Request ▸ Find the line containing "The car front" in the entries; transcribe it and all remaining lines through the end, exactly as they appear, but not the pictures.

Rows ▸
--------------------------------

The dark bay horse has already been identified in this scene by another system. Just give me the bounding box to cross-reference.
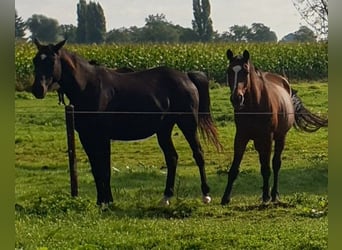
[32,39,221,205]
[221,49,328,205]
[57,60,134,105]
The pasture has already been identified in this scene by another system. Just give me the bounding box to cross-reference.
[15,83,328,249]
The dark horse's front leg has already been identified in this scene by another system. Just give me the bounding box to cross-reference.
[79,131,113,205]
[157,124,178,205]
[221,133,249,205]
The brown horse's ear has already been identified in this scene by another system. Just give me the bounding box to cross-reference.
[33,38,42,50]
[53,39,66,53]
[226,49,234,61]
[242,49,249,62]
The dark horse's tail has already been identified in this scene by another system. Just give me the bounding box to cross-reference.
[187,71,223,151]
[291,89,328,132]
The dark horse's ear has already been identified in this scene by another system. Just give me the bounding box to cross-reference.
[226,49,234,61]
[33,38,42,50]
[53,39,66,53]
[242,49,249,62]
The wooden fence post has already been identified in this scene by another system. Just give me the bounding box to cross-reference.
[65,105,78,197]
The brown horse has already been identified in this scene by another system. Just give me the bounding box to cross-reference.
[57,60,134,105]
[32,40,221,205]
[221,49,328,205]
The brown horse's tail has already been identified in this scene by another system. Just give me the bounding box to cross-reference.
[188,71,223,151]
[291,89,328,132]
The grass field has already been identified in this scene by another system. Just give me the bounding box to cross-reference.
[15,83,328,249]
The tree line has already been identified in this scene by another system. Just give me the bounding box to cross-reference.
[15,0,316,44]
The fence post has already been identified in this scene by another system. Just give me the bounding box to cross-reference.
[65,105,78,197]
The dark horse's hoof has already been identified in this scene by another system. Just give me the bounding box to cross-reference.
[221,197,230,206]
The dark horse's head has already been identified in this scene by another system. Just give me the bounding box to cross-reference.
[227,49,250,110]
[32,39,66,99]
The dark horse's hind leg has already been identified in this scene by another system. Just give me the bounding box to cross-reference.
[79,132,113,205]
[157,124,178,205]
[221,134,249,205]
[177,116,211,203]
[271,136,285,202]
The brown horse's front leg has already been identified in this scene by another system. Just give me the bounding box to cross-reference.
[79,131,113,205]
[221,134,249,205]
[254,134,272,202]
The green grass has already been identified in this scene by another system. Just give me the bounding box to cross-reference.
[15,83,328,249]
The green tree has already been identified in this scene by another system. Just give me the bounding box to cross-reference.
[292,0,328,40]
[281,26,316,42]
[226,25,250,42]
[247,23,278,42]
[141,14,179,42]
[76,0,106,43]
[76,0,87,43]
[26,14,59,43]
[192,0,214,42]
[15,10,26,39]
[86,2,106,43]
[294,26,316,42]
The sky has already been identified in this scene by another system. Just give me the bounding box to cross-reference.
[15,0,306,40]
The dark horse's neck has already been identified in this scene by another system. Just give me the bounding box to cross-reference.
[58,49,95,105]
[246,63,265,111]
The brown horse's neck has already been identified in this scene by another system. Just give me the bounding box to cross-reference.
[247,63,265,109]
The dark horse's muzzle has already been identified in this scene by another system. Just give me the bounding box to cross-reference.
[230,94,245,110]
[32,79,50,99]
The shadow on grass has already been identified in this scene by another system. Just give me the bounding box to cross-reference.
[15,161,328,219]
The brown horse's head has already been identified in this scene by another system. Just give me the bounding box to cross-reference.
[227,49,249,110]
[32,39,66,99]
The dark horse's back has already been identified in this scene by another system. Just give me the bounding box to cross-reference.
[79,67,199,140]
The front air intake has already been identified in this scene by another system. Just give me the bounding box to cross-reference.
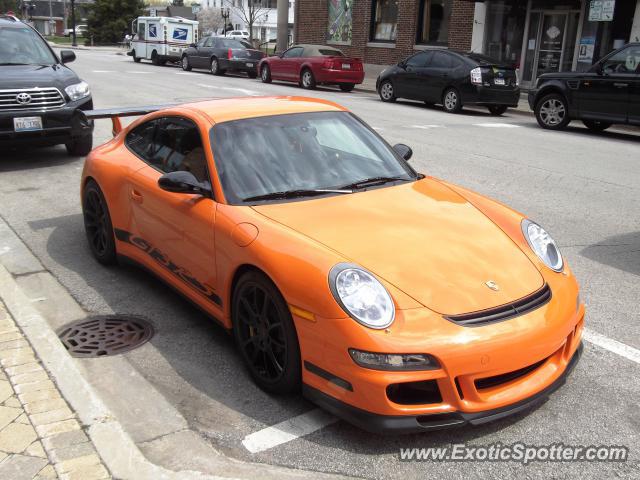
[445,283,551,327]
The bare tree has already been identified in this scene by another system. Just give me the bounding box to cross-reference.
[222,0,269,43]
[198,8,224,33]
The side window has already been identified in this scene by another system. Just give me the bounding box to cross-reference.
[125,120,158,163]
[282,47,303,58]
[149,117,209,182]
[602,46,640,73]
[407,52,431,68]
[431,52,453,68]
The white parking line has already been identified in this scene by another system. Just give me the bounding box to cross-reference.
[242,409,338,453]
[473,123,520,128]
[198,83,260,95]
[582,328,640,363]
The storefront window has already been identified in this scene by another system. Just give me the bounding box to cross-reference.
[370,0,398,42]
[416,0,453,45]
[484,1,527,65]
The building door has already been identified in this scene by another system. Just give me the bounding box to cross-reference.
[522,10,580,86]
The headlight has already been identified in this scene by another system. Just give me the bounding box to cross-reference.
[329,263,396,329]
[522,218,564,272]
[64,82,91,102]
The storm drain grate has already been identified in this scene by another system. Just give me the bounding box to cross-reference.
[58,315,154,357]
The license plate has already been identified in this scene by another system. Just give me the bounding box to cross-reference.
[13,117,42,132]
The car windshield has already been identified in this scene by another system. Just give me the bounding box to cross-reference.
[211,112,418,205]
[0,26,57,65]
[222,39,246,50]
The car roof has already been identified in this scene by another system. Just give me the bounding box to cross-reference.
[180,97,347,123]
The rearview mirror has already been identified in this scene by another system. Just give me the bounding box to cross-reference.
[393,143,413,161]
[60,50,76,63]
[158,171,211,197]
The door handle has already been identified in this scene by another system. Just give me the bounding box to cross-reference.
[131,190,143,203]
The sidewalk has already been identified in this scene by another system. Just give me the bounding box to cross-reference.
[0,302,111,480]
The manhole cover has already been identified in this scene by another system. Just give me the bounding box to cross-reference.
[58,315,154,357]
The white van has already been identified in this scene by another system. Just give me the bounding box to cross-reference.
[128,17,198,65]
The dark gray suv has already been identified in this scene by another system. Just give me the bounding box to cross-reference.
[0,16,93,156]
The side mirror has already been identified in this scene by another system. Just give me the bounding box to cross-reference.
[158,171,211,197]
[393,143,413,161]
[60,50,76,63]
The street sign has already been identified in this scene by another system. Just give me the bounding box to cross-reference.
[589,0,616,22]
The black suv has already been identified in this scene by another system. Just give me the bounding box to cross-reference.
[529,43,640,131]
[0,16,93,155]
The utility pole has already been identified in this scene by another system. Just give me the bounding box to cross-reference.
[276,0,289,53]
[71,0,78,47]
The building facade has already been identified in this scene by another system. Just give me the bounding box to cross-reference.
[295,0,640,87]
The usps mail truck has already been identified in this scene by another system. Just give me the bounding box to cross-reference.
[129,17,198,65]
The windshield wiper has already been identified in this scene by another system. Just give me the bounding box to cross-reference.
[338,177,409,189]
[242,188,353,202]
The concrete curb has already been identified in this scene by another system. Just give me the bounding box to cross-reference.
[0,265,235,480]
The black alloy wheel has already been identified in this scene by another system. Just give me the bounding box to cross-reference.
[232,272,301,394]
[82,180,117,265]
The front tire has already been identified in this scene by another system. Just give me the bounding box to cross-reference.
[260,65,272,83]
[378,80,398,102]
[64,135,93,157]
[582,120,613,132]
[231,272,302,394]
[180,55,191,72]
[534,93,571,130]
[442,88,462,113]
[487,105,509,117]
[82,180,118,265]
[300,68,316,90]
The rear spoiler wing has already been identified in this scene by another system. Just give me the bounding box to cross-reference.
[81,104,176,137]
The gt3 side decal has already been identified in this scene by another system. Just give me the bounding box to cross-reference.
[113,228,222,306]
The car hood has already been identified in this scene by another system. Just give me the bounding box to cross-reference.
[253,178,544,315]
[0,64,80,92]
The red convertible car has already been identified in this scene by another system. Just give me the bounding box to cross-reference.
[258,45,364,92]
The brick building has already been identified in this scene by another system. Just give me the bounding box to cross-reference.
[295,0,475,65]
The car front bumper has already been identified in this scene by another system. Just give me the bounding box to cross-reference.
[302,343,583,434]
[0,96,93,148]
[462,86,520,107]
[294,270,585,433]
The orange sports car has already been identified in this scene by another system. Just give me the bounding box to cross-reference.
[82,97,585,432]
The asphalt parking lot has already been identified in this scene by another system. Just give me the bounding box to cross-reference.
[0,51,640,479]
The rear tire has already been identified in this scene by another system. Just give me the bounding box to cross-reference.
[260,65,272,83]
[378,80,398,103]
[82,180,118,265]
[64,134,93,157]
[487,105,509,117]
[442,88,462,113]
[582,120,613,132]
[231,271,302,394]
[300,68,316,90]
[534,93,571,130]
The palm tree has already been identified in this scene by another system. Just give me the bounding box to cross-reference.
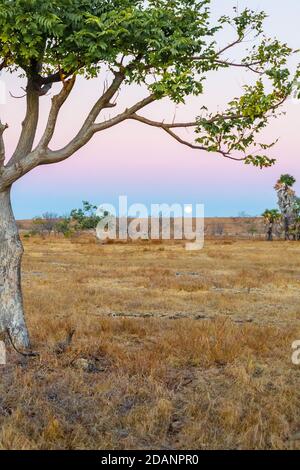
[275,174,296,240]
[262,209,281,242]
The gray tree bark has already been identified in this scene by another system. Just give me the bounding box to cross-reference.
[0,188,30,349]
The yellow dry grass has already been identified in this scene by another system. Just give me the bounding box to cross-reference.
[0,237,300,449]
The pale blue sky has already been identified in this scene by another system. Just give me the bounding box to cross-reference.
[0,0,300,218]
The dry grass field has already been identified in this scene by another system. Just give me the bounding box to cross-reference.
[0,237,300,449]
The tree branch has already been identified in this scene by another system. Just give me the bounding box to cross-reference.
[38,75,76,150]
[128,114,246,161]
[39,91,156,165]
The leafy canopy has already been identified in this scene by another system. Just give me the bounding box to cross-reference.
[0,0,293,173]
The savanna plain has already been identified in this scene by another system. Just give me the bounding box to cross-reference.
[0,235,300,449]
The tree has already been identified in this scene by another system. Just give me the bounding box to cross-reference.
[70,201,101,230]
[33,212,59,235]
[262,209,281,241]
[275,174,296,240]
[0,0,294,348]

--------------------------------

Exercise answer ▸
The car front bumper has already been identified in this scene by another system. Just give me the bounding box to cross-reference.
[302,343,583,434]
[0,96,93,148]
[462,86,520,107]
[294,270,585,433]
The orange sports car has already been identified in this scene by another system. Just give me the bounding box to cross-reference.
[82,97,585,432]
The asphalt parking lot has already been identified in this scene by another system. Just give me the bounding box to cross-reference.
[0,51,640,479]
The rear tire has already been identified in this scene by another system. Just give me the bounding box to cross-reference.
[260,65,272,83]
[378,80,398,103]
[82,180,118,265]
[64,134,93,157]
[487,105,509,117]
[442,88,462,113]
[582,120,613,132]
[231,271,302,394]
[300,68,316,90]
[534,93,571,130]
The palm tree has already been identified in this scene by another system. Just give me the bounding box to cross-reference.
[275,174,296,240]
[262,209,281,242]
The gray tree bark has already been identified in this scene by another system. Just give me the bounding box to cross-reference.
[0,188,30,349]
The yellow dry grass has already been identified in this scene by another system. Just give me the bounding box to cross-reference.
[0,237,300,449]
The pale blue sky has already been identified in this scene by another system. Just give me the bounding box to cross-reference.
[0,0,300,218]
The dry grass field has already been identified in this scene by another system. Just give me the bounding box to cross-reference.
[0,237,300,449]
The tree branch has already been identified in this scene by another system. Just give me the bounding box to cross-reference.
[38,75,76,150]
[128,114,246,161]
[39,91,156,165]
The leafy canopy has already been identified in this scene by another system. Just give me the bounding box to cross-reference.
[0,0,293,173]
The savanna plain has already been identified in this scene by another system. Just give me the bounding box to cross-reference.
[0,235,300,449]
The tree has already been identified in this scene by another system. Just give me the bounding box to cross-reference.
[70,201,101,230]
[33,212,59,235]
[262,209,281,241]
[275,174,296,240]
[0,0,294,348]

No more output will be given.